Recorded data
********

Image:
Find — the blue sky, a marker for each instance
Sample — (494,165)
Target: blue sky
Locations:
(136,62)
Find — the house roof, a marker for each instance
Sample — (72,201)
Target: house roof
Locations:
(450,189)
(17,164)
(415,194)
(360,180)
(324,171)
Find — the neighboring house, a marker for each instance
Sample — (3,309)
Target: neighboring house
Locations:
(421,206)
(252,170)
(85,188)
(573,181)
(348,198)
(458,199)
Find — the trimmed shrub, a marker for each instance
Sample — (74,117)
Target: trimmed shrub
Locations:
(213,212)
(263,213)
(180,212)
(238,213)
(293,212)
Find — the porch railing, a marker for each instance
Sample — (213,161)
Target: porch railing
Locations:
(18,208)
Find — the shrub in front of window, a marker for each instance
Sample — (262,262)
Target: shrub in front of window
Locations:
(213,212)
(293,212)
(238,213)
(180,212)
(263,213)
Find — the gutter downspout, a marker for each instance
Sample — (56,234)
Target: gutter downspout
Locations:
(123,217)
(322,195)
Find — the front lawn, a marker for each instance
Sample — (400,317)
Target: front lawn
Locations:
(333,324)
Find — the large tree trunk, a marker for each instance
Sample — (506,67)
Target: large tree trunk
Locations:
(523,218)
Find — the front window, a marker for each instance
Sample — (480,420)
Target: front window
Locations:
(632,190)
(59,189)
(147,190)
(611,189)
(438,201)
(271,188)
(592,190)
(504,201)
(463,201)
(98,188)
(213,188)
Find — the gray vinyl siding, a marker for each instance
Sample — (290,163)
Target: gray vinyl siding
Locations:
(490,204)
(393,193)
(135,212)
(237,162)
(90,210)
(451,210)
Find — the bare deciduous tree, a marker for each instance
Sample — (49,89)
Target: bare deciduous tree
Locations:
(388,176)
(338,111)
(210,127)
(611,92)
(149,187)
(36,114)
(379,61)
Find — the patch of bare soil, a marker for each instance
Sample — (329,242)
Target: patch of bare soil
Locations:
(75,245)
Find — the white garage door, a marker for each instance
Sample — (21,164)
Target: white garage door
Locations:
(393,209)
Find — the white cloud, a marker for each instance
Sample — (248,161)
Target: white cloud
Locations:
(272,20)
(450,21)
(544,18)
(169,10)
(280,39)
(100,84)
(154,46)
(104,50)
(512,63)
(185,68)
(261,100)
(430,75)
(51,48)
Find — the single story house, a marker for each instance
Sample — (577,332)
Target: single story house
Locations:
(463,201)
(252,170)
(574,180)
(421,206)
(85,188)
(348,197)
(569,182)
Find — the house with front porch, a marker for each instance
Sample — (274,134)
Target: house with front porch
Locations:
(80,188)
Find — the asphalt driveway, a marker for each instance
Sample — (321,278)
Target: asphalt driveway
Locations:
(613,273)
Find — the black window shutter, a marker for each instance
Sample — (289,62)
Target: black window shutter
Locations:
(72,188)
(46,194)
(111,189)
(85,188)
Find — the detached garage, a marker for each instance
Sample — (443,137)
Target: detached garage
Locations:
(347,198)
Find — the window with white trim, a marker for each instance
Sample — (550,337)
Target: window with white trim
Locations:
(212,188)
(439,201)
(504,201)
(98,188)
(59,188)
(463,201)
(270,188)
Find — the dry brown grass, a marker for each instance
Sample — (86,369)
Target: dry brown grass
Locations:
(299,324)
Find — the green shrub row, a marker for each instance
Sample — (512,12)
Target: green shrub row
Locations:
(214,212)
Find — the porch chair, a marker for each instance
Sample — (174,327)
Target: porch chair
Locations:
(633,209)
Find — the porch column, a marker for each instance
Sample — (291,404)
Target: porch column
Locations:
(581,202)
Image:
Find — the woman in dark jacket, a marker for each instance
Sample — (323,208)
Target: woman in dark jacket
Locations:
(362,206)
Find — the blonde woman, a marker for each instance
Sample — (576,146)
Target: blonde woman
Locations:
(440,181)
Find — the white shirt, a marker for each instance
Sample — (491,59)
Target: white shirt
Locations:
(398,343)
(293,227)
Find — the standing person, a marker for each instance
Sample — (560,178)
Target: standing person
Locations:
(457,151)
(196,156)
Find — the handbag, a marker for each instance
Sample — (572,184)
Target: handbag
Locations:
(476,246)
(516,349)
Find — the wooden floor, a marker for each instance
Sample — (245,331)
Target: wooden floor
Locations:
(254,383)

********

**EXERCISE AIM:**
Every entry shown above should be transcribed without alteration.

**RESPONSE BOX:**
Image:
Find — the blue sky, a marker for each instance
Sample — (494,165)
Target: blue sky
Locations:
(136,62)
Find — the house roof, a marker for each instance
Sample — (72,201)
Target: house roof
Locations:
(450,189)
(17,164)
(415,194)
(360,180)
(324,171)
Find — the neighboring house, a marker for each instance
Sample — (3,309)
Target: neighboring house
Locations:
(421,206)
(252,170)
(85,188)
(573,181)
(348,198)
(458,199)
Find — the trimmed shrub, a marker for each instance
Sample — (74,117)
Target: trimmed shrub
Locations:
(213,212)
(263,213)
(180,212)
(238,213)
(293,212)
Find — the porch railing, a marker for each instance
Sample — (213,161)
Target: porch railing
Locations:
(18,208)
Find — the shrub in front of window, a marker for each instance
Sample — (262,262)
Target: shrub in front of window
Locations:
(213,212)
(293,212)
(238,213)
(180,212)
(263,213)
Find — the gutter downspout, a marker for each instance
Sample — (56,234)
Target: gutter downspout
Locations:
(123,217)
(322,195)
Find — the front lawn, a marker for each instance
Sample — (400,317)
Target: front lawn
Locations:
(333,324)
Find — the large tree trunk, a marker for each instance
Sample — (506,67)
Target: large tree trunk
Locations:
(523,218)
Find — the front window, a marker for each instance
Sample — (480,420)
Target: front window
Locations:
(632,190)
(59,189)
(147,190)
(611,189)
(438,201)
(271,188)
(592,190)
(504,201)
(463,201)
(98,188)
(213,188)
Find — the gray vinyl siding, a marker for each instance
Sample — (290,163)
Target: gray vinyl siding
Locations:
(490,204)
(393,193)
(135,212)
(237,162)
(90,210)
(451,210)
Find — the bare deciduous tree, a marker for each instance
Sample — (49,89)
Target: bare deciduous tree
Locations:
(388,176)
(338,111)
(210,127)
(611,92)
(149,187)
(36,114)
(379,61)
Find — the patch of bare soil, a marker for each instance
Sample — (329,242)
Target: patch of bare soil
Locations:
(75,245)
Find — the white garage door, a marker for each instance
Sample — (21,164)
Target: white garage door
Locations:
(393,209)
Find — the white cloud, a marker for each instance
Sample — (248,161)
Target: white cloud
Locations:
(272,20)
(450,21)
(544,18)
(169,10)
(280,39)
(100,84)
(154,46)
(104,50)
(512,63)
(185,68)
(261,100)
(430,75)
(51,48)
Find — the single story house, a marker for each instance
Sample — (577,332)
Target: single story house
Locations:
(463,201)
(252,170)
(574,180)
(421,206)
(85,188)
(348,197)
(569,182)
Find — the house with front porch, a marker for each instance
Sample — (274,134)
Target: house with front porch
Locations:
(80,188)
Find — the asphalt driveway, a marker for each instance
Sample — (321,278)
Target: asphalt driveway
Locations:
(613,273)
Find — the black window shutter, a marker for each instance
Sample — (289,62)
Target: black window shutter
Locations:
(72,188)
(46,194)
(111,189)
(85,188)
Find — the detached garage, a marker for each instance
Sample — (443,137)
Target: detached garage
Locations:
(347,198)
Find — the window with white trim, a marker for each instance
Sample — (550,337)
Target: window with white trim
Locations:
(212,188)
(439,201)
(504,201)
(98,188)
(59,188)
(463,201)
(270,188)
Find — the dry brown grass, a marker for each instance
Sample — (86,369)
Target: dry brown grass
Locations:
(299,324)
Find — the green shrub row, a marker for each instance
Sample — (512,12)
Target: green shrub row
Locations:
(214,212)
Find — the porch chair, a marker for each instance
Sample — (174,327)
Target: porch chair
Locations:
(633,209)
Find — the porch column, a marker for each instance
Sample — (291,404)
Target: porch column
Locations:
(581,202)
Image:
Find — the woman in dark jacket, a marker for each instance
Sample — (323,208)
Target: woman in dark jacket
Locations:
(362,206)
Find — the blonde woman, a marker for each instance
Sample — (576,146)
Target: blonde woman
Locations:
(440,181)
Find — the white shirt, a marker for each instance
Sample — (491,59)
Target: white shirt
Locations:
(398,343)
(293,227)
Find — the standing person, a marker for each instance
Sample — (560,178)
Target: standing person
Locations:
(457,151)
(196,156)
Find — the handbag, a marker for each instance
Sample — (572,184)
Target: handbag
Locations:
(476,246)
(516,349)
Find — the wooden floor, a marker for each instance
Sample — (245,331)
Target: wooden floor
Locations:
(254,383)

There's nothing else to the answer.